> 待完成任务: 将下方列表中的几行一字不差地照抄出来：从含有“of the dark”的那一行开始，到含有“63L277 68L276 73L267”的那一行结束，首尾两行均包括在内。

==============================

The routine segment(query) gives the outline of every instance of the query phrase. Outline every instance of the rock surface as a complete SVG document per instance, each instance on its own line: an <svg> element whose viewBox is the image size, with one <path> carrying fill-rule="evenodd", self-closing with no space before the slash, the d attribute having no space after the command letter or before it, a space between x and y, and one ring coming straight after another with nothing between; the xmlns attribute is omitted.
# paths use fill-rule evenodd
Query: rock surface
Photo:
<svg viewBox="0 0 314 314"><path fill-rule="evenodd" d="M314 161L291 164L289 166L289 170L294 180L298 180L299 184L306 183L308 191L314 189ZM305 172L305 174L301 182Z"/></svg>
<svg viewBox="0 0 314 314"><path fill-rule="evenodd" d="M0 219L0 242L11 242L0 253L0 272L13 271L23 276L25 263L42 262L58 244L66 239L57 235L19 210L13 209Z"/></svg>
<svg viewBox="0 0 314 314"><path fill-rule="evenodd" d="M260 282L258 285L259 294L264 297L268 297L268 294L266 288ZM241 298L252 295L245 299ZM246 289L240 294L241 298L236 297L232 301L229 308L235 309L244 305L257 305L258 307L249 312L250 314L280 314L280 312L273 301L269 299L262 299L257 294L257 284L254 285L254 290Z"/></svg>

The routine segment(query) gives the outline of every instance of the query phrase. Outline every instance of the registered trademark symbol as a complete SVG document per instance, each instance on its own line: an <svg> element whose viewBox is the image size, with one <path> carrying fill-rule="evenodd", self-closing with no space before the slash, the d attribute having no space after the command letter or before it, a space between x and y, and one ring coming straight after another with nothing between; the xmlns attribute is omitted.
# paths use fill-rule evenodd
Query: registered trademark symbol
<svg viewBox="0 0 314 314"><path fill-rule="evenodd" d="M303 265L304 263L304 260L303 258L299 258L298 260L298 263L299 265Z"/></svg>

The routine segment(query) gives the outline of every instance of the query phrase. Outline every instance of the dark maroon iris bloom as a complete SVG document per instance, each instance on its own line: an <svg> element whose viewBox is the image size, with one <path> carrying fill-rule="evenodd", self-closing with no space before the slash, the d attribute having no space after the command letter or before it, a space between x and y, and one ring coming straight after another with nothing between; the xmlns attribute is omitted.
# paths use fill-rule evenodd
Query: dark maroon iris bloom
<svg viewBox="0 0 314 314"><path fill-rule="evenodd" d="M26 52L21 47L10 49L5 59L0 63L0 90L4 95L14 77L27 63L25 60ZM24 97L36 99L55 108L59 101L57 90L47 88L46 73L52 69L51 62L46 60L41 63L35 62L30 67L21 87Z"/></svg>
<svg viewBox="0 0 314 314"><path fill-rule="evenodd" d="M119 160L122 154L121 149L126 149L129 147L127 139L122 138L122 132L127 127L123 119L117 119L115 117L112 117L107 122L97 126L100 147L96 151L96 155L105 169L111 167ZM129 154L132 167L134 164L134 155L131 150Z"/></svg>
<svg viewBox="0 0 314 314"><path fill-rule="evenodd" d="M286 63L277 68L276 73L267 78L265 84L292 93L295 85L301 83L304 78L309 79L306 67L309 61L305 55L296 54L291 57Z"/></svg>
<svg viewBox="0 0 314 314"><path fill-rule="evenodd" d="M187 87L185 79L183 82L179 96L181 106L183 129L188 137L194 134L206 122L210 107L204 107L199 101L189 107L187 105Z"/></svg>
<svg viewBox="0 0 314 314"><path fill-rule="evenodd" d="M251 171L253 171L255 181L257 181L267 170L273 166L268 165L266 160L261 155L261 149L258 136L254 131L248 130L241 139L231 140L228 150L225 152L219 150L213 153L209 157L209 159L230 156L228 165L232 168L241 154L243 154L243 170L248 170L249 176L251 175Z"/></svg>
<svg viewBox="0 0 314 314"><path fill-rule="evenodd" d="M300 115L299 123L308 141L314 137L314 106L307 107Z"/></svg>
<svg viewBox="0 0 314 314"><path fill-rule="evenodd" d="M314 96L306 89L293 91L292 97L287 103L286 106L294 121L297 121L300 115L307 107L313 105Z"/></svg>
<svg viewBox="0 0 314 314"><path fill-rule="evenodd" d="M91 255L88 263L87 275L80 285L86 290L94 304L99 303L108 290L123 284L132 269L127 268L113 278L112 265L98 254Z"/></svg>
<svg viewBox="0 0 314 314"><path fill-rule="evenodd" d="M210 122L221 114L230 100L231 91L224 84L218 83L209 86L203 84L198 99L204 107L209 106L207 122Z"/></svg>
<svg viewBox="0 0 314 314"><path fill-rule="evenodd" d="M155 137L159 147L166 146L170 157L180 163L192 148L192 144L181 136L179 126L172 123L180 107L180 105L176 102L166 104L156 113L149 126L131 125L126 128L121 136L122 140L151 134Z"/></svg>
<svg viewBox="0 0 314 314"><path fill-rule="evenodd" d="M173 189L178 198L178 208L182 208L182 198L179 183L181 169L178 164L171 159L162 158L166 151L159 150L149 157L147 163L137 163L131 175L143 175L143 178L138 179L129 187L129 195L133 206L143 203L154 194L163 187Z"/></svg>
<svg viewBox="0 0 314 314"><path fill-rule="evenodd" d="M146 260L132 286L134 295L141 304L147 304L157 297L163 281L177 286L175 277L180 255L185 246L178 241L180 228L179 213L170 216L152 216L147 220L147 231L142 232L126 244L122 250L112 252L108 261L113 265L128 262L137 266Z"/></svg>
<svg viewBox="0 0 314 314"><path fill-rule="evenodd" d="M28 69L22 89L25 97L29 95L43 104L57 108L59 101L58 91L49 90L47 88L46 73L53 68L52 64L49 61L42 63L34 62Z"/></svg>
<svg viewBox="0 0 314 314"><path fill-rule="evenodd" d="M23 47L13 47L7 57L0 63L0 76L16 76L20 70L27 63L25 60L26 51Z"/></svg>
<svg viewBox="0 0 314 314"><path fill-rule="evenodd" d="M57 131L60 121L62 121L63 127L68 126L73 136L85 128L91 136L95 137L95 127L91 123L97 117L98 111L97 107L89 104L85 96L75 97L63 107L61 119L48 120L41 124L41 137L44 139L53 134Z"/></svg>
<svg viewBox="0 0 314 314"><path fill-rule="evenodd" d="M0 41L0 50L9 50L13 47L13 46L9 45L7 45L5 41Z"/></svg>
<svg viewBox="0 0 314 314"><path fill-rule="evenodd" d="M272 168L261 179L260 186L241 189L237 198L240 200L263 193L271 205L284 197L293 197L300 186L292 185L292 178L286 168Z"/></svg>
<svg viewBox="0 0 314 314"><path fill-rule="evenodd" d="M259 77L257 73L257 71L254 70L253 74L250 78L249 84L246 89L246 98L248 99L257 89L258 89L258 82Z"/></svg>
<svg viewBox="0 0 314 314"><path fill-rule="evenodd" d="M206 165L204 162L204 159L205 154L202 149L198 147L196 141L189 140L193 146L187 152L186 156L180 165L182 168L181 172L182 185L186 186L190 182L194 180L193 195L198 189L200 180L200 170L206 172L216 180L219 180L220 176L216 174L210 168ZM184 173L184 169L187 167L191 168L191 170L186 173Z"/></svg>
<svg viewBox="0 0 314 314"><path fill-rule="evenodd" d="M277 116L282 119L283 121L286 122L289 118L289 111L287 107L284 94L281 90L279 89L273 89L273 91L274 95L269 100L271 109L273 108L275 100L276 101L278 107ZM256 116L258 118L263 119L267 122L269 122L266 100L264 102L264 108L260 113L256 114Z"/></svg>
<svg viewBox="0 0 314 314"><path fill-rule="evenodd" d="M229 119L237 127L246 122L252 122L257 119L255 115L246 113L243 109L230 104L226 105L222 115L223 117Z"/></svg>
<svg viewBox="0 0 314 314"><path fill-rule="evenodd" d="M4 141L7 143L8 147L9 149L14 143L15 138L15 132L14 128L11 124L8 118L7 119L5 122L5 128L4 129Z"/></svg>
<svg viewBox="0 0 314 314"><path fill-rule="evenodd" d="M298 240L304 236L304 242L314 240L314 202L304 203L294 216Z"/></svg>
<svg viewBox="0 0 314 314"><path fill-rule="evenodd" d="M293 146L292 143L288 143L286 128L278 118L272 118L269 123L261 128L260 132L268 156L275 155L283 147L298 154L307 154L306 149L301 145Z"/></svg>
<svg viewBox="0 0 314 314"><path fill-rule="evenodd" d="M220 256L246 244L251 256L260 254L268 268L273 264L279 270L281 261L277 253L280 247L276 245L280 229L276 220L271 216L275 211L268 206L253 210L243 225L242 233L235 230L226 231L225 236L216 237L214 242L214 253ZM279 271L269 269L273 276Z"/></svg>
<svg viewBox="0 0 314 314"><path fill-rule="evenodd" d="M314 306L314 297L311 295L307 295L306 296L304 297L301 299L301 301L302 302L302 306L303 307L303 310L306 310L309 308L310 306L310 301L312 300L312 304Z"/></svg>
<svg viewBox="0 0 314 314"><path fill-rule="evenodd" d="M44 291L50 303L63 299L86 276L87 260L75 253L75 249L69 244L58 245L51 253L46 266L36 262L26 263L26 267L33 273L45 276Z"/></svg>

==============================

> 任务答案:
The routine segment(query) gives the outline of every instance of the query phrase. Outline every instance of the dark maroon iris bloom as a complete SVG document per instance, each instance on its own line: an <svg> element whose viewBox is the image size, with one <path> carrying fill-rule="evenodd", self-closing with no space before the slash, the d attribute having no space after the command letter or before it, a space between x and y, and one ring coming straight after another with nothing between; the xmlns attribute is omitted.
# paths use fill-rule evenodd
Query: dark maroon iris bloom
<svg viewBox="0 0 314 314"><path fill-rule="evenodd" d="M26 52L21 47L10 49L5 59L0 63L0 90L4 95L14 77L27 63L25 60ZM24 97L36 99L55 108L59 101L57 90L47 88L46 73L52 69L51 62L46 60L41 63L35 62L30 67L21 87Z"/></svg>
<svg viewBox="0 0 314 314"><path fill-rule="evenodd" d="M119 160L122 154L121 149L126 149L129 147L127 139L122 138L122 132L127 127L123 119L117 119L115 117L112 117L107 122L97 126L100 147L96 151L96 155L105 169L111 167ZM129 154L132 167L134 164L134 155L131 150Z"/></svg>
<svg viewBox="0 0 314 314"><path fill-rule="evenodd" d="M286 63L277 68L276 73L267 78L265 84L292 93L295 85L301 83L304 78L309 79L306 67L309 61L305 55L296 54L291 57Z"/></svg>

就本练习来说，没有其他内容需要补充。